PAGE:
§ §
Once we apply these arguments to the feudal scenario, we can see more easily what is objectionable about them. What matters is not whether the people at the bottom are improving relative to their previous state, but relative to the state that they could be in if the economy were arranged differently. If I have my boot on your neck, I could slowly reduce the pressure and tell you your situation was improving, but the question is not “Is this better than before?” it’s “Is this as good as it could/should be?” We shouldn’t assess the condition of American poor people today by looking at the condition of American poor people during the 1700s or the Great Depression. Instead, we should assess it relative to their potential condition. People a long time ago may have had much worse teeth, but the reason it’s unjust that the American poor don’t have dental care today is that there’s no reason why they shouldn’t. It’s avoidable misery. If we adopt Pinker’s analysis, then the 19th century robber barons, and our feudal lord, could simply show their miserable workers a line graph proving that their condition had improved over generations, and there would be no moral problem with one person living in a gilded palace while child laborers work 12-hour shifts to produce that person’s wealth (“Hey, we used to make them work 14!”). But the reason it’s objectionable is that there’s no reason it has to be this way. A different distribution of power and wealth could make life easier for the people at the bottom without making life substantially harder for people at the top. Unfair deprivation is therefore neither a matter of absolutes (“if you wouldn’t have been poor in 1920 then you’re not poor”) nor a strict wealth ratio with the rich, but is about whether all people are flourishing to the degree that they could be if society allocated its resources differently.*

Let’s imagine that our boat is shipwrecked, and the 9 survivors are split into three groups, clinging to various pieces of flotsam. The first group of 3 arrives on one island, the second group arrives on another island, and the third is missing, presumed dead. Group 1 sets up a form of government akin to Soviet Communism: all pigs are equal but some are more equal than others. One individual establishes a rather nasty totalitarian government that rules over the other two using brutal coercive force. Group 2, on Island 2, ends up like the society in my children’s book Libertarian Island: nominally, there is no coercive force, but one individual happened to come across and monopolize a food supply. He doesn’t force the other two to do anything, but instead offers to feed them if they will act as his servants. This is how capitalism works: nobody is making you do anything, but if you don’t sell your labor, you will perish and suffer. Gradually, even though one person rules over the others through his greater control of resources, the standard of living for all improves. Pinker, the lord, and John D. Rockefeller would all make the same argument: look at the two islands. One shows communism, the other capitalism. Under communism, everyone is equal but not really, and the standard of living stays low. Under capitalism, there may be inequality, but people are getting better off all the time. Isn’t capitalism great? How can you criticize it? But then we find out what happened to the members of Group 3: they landed on their own island and managed to establish a genuine egalitarian society. It’s not that everybody was the same, but they followed the “from each according to his ability, to each according to his need” rule: everyone contributed as much as they could and was given as much as they required. Some people ended up with a bit more here and there, but because people weren’t servants or slaves, and were all given an equal chance to fulfill their potential, they innovated together and expanded the collective wealth of the island over time.
§ §
DATA EXCERPTS:
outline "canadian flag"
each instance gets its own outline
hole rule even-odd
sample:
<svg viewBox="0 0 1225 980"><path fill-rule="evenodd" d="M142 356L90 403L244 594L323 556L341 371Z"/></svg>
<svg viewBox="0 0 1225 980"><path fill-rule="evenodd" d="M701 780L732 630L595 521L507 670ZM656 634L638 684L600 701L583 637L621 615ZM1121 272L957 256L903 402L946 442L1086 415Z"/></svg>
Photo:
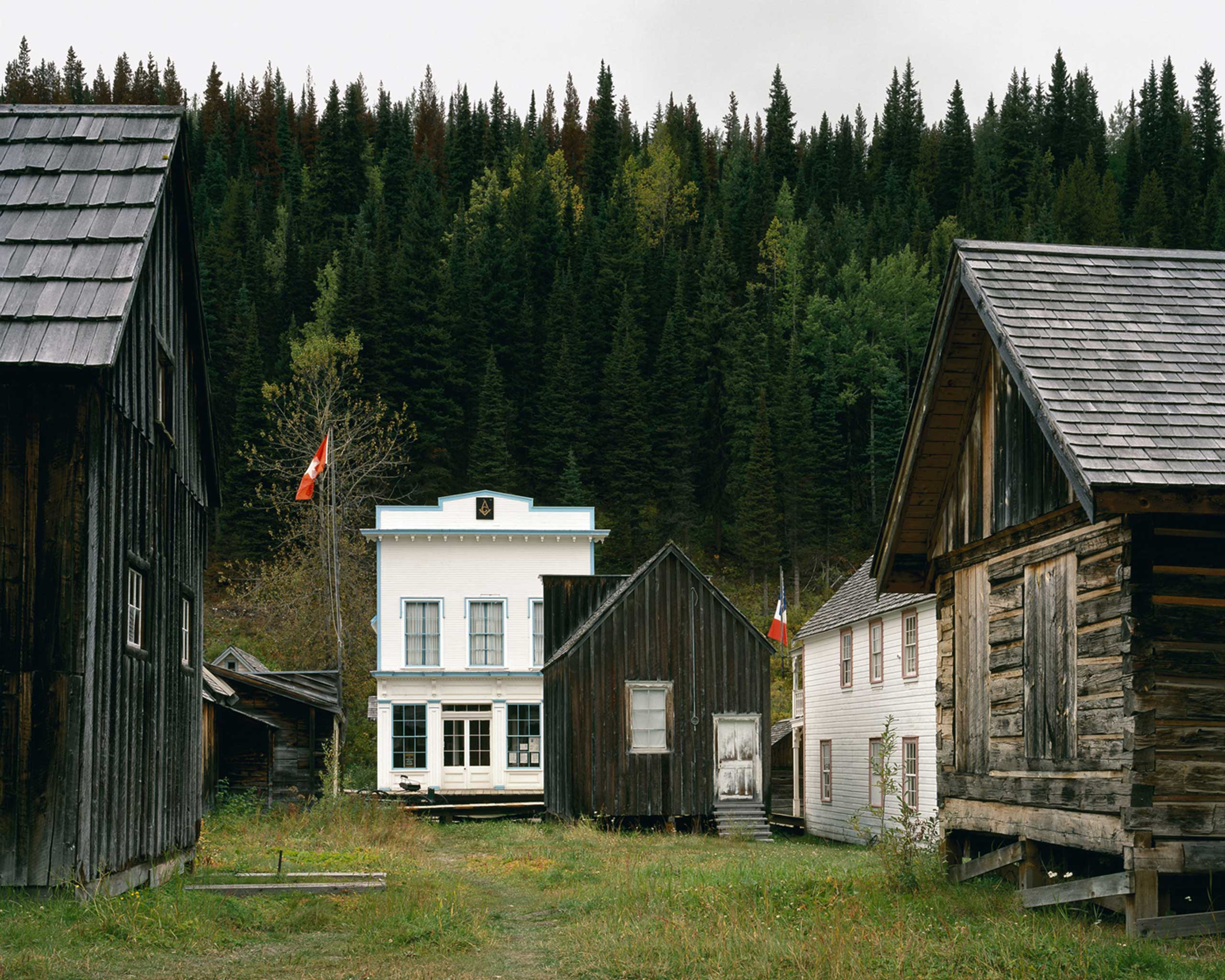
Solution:
<svg viewBox="0 0 1225 980"><path fill-rule="evenodd" d="M323 467L327 466L327 440L328 436L323 436L323 441L315 450L310 466L306 467L306 472L303 474L303 481L298 484L298 496L294 500L310 500L315 496L315 480L322 475Z"/></svg>
<svg viewBox="0 0 1225 980"><path fill-rule="evenodd" d="M769 625L769 632L766 636L771 639L780 639L783 646L786 646L786 589L782 584L778 587L778 605L774 606L774 621Z"/></svg>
§ §
PROBLEMS TO WORK ON:
1. In the essay, what rule did the survivors in Group 3 follow on their island?
2. Explain why, according to the essay, a line graph showing that workers' conditions have improved over generations does not settle the moral problem.

OUTPUTS FOR THE TASKS:
1. They followed the rule "from each according to his ability, to each according to his need."

2. The real question is whether people are as well off as they could be, not whether they are better off than before. Their misery is objectionable because it doesn't have to be this way. A different distribution of power and wealth could make life easier for those at the bottom without making it substantially harder for those at the top.